# The task
A single number is wanted: how many lines of the records below contain the word "Detection".

# Data

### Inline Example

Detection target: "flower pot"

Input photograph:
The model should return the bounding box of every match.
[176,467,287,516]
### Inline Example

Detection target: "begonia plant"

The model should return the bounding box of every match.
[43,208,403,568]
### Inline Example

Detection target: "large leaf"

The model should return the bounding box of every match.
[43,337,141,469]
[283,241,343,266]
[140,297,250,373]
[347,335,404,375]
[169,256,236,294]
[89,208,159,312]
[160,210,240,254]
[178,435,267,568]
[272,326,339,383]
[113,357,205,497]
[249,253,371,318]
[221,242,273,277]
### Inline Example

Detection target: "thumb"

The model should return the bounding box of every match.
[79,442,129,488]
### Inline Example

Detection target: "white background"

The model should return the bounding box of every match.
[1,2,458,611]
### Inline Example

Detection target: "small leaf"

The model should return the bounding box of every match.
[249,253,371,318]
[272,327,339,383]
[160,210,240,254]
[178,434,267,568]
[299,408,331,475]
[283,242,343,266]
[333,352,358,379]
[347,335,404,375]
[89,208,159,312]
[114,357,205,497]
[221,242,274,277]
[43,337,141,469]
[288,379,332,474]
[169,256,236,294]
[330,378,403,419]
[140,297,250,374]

# Written response
6